***** Passage to read

To best understand what has happened to the San Francisco Giants, one must first decide whether or not they have abandoned hope, or just energy.
I mean, that is the new kneejerk position based on losing 18 of 22 games this month by an average margin of more than a run and a half per game, losing to the Phillies, Royals, Braves and Mets, falling five games behind the San Diego Padres and eight games behind the non-noisy neighbors in Oakland, and since the All-Star Break last year, they are 57-93, the equivalent of the third-worst record in franchise history.
Really, to see a happy thing in this team other than Buster Posey is an act of rankest delusion. What hope would you expend on this team?
But there’s a new element involved now, if you take Ken Rosenthal’s report for FoxSports.com on the team’s internal crises at face value.
Apparently the Giants are boring their own management.
According to Rosenthal, the almost stultifying quiet of the clubhouse has become a concern to general manager Bobby Evans and perhaps even to those to whom he reports.
In citing the contributions of such ‘edgy” personalities as Pat Burrell, Cody Ross and Aubrey Huff in 2010, Hunter Pence in ’12 and Pence, Michael Morse and Pablo Sandoval (huh?) in ’14, Rosenthal suggested that the team is too staid – something that winning 38 percent of your games for an entire calendar year will do to you.
“I don’t think I can be definitive in my answers,” Evans was quoted by Rosenthal as saying, “but it’s not lost on us that we’re maybe a little quieter clubhouse than we’ve been in the past. I can’t answer that as being a factor or not.” He then followed up with the always circuitous they’d-be-louder-if-we-weren’t-such-a-tedious-watch argument, which seems self-evident but can’t really be proven one way or another.
But Rosenthal also credited “some with the Giants” as suggesting that the team even misses Angel Pagan, who allegedly help unite the clubhouse because so few of them liked him.
And now we’ve hit the motherlode of bizarre excuses. Angel Pagan is hurting the Giants far more by leaving them than by being with them. And this is, if you’ll pardon the expression, richly stupid.

**********

● Problem 1
Update the listing from its first line through the line containing "[(210, 154)]". Replace "grass field" with "meadow" and keep everything else the same.

***** Material provided

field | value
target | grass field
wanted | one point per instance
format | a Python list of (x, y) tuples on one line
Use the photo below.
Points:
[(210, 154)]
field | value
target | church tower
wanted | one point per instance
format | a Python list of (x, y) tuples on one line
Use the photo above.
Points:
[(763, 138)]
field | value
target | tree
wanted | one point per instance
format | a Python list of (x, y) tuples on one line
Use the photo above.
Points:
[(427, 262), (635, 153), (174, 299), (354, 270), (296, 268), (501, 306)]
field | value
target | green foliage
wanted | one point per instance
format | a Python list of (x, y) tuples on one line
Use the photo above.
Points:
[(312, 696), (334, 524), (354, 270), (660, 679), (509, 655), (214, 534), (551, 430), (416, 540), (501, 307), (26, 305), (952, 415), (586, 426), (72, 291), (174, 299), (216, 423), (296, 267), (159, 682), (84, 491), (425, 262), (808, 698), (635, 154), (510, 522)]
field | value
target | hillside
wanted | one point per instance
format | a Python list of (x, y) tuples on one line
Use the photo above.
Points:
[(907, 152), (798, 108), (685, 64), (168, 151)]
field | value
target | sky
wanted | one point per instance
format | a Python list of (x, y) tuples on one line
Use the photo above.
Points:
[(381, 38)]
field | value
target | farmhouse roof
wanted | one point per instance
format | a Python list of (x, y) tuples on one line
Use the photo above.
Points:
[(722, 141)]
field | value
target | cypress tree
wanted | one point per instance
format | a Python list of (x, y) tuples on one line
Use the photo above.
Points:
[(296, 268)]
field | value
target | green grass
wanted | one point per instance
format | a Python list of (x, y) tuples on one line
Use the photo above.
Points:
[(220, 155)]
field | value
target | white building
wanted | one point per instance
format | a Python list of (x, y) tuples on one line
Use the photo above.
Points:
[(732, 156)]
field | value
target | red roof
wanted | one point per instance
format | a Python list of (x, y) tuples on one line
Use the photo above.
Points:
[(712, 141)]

**********

● Problem 2
Reproduce the entire article about the San Francisco Giants' slump word for word.

● Expected answer 1
field | value
target | meadow
wanted | one point per instance
format | a Python list of (x, y) tuples on one line
Use the photo below.
Points:
[(210, 154)]

● Expected answer 2
To best understand what has happened to the San Francisco Giants, one must first decide whether or not they have abandoned hope, or just energy.
I mean, that is the new kneejerk position based on losing 18 of 22 games this month by an average margin of more than a run and a half per game, losing to the Phillies, Royals, Braves and Mets, falling five games behind the San Diego Padres and eight games behind the non-noisy neighbors in Oakland, and since the All-Star Break last year, they are 57-93, the equivalent of the third-worst record in franchise history.
Really, to see a happy thing in this team other than Buster Posey is an act of rankest delusion. What hope would you expend on this team?
But there’s a new element involved now, if you take Ken Rosenthal’s report for FoxSports.com on the team’s internal crises at face value.
Apparently the Giants are boring their own management.
According to Rosenthal, the almost stultifying quiet of the clubhouse has become a concern to general manager Bobby Evans and perhaps even to those to whom he reports.
In citing the contributions of such ‘edgy” personalities as Pat Burrell, Cody Ross and Aubrey Huff in 2010, Hunter Pence in ’12 and Pence, Michael Morse and Pablo Sandoval (huh?) in ’14, Rosenthal suggested that the team is too staid – something that winning 38 percent of your games for an entire calendar year will do to you.
“I don’t think I can be definitive in my answers,” Evans was quoted by Rosenthal as saying, “but it’s not lost on us that we’re maybe a little quieter clubhouse than we’ve been in the past. I can’t answer that as being a factor or not.” He then followed up with the always circuitous they’d-be-louder-if-we-weren’t-such-a-tedious-watch argument, which seems self-evident but can’t really be proven one way or another.
But Rosenthal also credited “some with the Giants” as suggesting that the team even misses Angel Pagan, who allegedly help unite the clubhouse because so few of them liked him.
And now we’ve hit the motherlode of bizarre excuses. Angel Pagan is hurting the Giants far more by leaving them than by being with them. And this is, if you’ll pardon the expression, richly stupid.